#### PROVIDED RECORDS

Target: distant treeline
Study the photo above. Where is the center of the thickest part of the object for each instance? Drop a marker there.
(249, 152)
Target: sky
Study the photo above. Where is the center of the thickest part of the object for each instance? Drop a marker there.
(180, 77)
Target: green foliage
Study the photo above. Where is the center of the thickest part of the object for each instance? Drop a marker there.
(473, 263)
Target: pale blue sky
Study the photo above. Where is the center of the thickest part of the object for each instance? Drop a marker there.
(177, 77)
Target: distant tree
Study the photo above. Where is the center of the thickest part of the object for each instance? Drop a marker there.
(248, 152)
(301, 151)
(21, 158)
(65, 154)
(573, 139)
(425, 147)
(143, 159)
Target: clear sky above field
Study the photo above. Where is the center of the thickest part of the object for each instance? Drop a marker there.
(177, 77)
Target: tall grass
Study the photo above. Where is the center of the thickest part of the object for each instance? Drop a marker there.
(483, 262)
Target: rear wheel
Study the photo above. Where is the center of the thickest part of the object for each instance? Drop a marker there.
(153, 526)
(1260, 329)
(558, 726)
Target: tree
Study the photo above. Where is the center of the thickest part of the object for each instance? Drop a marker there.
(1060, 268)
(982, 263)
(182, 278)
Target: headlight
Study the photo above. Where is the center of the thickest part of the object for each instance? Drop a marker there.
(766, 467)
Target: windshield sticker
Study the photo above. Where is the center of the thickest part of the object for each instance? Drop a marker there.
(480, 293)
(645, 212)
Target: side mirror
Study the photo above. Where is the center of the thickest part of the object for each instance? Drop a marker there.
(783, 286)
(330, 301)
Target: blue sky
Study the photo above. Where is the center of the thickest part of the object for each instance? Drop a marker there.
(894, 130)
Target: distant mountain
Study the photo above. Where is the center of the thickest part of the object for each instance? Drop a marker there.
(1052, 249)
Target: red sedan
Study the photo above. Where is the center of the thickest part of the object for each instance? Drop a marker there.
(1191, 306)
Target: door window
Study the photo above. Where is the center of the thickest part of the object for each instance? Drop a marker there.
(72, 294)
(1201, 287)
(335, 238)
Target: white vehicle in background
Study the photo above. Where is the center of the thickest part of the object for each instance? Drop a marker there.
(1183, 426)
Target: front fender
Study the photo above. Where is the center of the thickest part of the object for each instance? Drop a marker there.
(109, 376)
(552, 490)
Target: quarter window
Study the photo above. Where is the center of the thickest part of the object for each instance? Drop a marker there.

########

#### WRITTEN REQUEST:
Begin at the line of the listing that has "Target: white vehicle in background" and stop at the end of the listing. Write those lines out again, replacing "front fender" with "front bumper" and leaving everything else unchanged.

#### SOLUTION:
Target: white vehicle in background
Study the photo above. Where is the center of the thickest part of the object for each instance? Drop a marker there.
(1183, 426)
Target: front bumper
Study the photo above. Where is the center of the thickest part of the object for each instance? Drop a marker there.
(109, 376)
(552, 490)
Target: quarter window
Study the photo above. Where is the center of the thickest part of the object for each instance? Drop a marker there.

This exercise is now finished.